### Exercise aim:
The records are to be copied in their entirety, exactly as given.
-- Data to examine follows --
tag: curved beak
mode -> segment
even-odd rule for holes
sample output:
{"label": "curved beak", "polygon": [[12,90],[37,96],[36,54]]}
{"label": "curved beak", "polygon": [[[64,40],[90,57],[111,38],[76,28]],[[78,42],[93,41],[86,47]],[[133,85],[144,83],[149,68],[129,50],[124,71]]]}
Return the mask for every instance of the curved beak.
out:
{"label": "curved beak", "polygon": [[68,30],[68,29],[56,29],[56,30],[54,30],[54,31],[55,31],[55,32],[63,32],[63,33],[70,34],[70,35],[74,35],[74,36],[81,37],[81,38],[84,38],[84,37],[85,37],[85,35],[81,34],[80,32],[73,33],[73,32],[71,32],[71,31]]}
-- Data to examine concluded --
### Result below:
tag: curved beak
mode -> segment
even-odd rule for holes
sample output:
{"label": "curved beak", "polygon": [[12,90],[37,96],[36,54]]}
{"label": "curved beak", "polygon": [[[64,40],[90,57],[111,38],[76,28]],[[78,42],[93,41],[86,47]],[[133,85],[144,83],[149,68],[129,50],[124,71]]]}
Return the mask for every instance of the curved beak.
out:
{"label": "curved beak", "polygon": [[68,30],[68,29],[56,29],[56,30],[54,30],[54,31],[55,31],[55,32],[63,32],[63,33],[70,34],[70,35],[74,35],[74,36],[81,37],[81,38],[84,38],[84,37],[85,37],[85,35],[81,34],[80,32],[73,33],[73,32],[71,32],[71,31]]}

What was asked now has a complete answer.